#### [To be done]
Format the entries below, from the line containing "Where can the green" through the line containing "[336, 1121]", as a numbered list with one line per item. Leave out any blank lines.

#### [Material supplied]
= = = =

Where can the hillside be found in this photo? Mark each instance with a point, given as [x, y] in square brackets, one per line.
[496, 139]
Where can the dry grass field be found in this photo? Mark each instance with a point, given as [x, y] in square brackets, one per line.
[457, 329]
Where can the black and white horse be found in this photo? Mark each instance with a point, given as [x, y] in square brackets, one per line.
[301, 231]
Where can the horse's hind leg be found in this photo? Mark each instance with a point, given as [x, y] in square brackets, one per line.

= = = =

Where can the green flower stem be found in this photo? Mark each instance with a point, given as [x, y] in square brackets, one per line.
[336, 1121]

= = = =

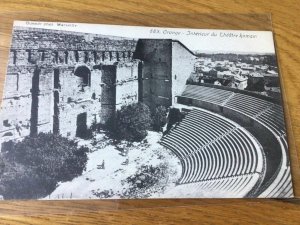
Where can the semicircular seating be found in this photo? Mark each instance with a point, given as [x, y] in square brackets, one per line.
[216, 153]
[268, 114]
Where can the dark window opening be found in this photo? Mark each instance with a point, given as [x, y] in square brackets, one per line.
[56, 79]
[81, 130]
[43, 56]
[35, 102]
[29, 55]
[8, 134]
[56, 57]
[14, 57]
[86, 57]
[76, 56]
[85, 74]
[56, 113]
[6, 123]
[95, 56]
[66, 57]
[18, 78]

= = = =

#### [Response below]
1. Where can the green flower stem be found in this photo? Mark each instance with a point, given as [x, y] in square brackets, one per line.
2. [336, 1121]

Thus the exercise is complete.